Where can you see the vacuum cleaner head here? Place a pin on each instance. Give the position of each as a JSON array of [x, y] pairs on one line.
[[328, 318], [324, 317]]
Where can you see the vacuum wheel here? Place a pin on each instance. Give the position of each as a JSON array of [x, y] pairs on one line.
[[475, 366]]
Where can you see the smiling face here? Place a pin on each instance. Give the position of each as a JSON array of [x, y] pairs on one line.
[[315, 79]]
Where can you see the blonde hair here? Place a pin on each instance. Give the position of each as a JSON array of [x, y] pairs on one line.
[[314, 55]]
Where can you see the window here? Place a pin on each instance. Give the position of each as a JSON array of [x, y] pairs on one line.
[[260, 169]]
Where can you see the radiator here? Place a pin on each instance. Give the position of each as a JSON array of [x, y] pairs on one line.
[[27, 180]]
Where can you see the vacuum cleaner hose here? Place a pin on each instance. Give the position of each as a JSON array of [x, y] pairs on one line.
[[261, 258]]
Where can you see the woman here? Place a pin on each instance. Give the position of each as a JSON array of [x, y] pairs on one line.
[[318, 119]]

----------

== PROBLEM TO SOLVE ==
Lay out every line of the records above as a numbered list, leaving out any blank lines.

== FULL OUTPUT ==
1. Where can you see the vacuum cleaner head here? Place a pin on each instance. Give the position of each as a JSON array of [x, y] pairs on one line.
2. [[328, 318], [324, 317]]
3. Where can you see the vacuum wheel here? Place a pin on each instance. Give the position of each as a JSON array of [x, y] pairs on one line.
4. [[475, 366]]
5. Where can you see the smiling face here? Place a pin on each instance. Give the position of each as a JSON array of [x, y] pairs on one line.
6. [[315, 79]]
7. Where can you see the blonde hair here? Place a pin on each instance. Give the position of each as a JSON array of [x, y] pairs on one line.
8. [[314, 55]]
9. Where can you see the window here? Place a pin on each instance. Give the position of each as a JSON array of [x, y] pairs on one line.
10. [[260, 169]]
11. Where can you see the radiator here? Place a pin on each instance. Give the position of each as a JSON array of [x, y] pairs on one line.
12. [[27, 180]]
13. Where can you see the vacuum cleaner hose here? Place a pin on each instance. Give the position of each as a JSON array of [x, y] pairs on one line.
14. [[261, 258]]
15. Where can you see the woman here? Place a pin on each instance. Give the position of each as a JSON array of [x, y] pairs on one line.
16. [[318, 119]]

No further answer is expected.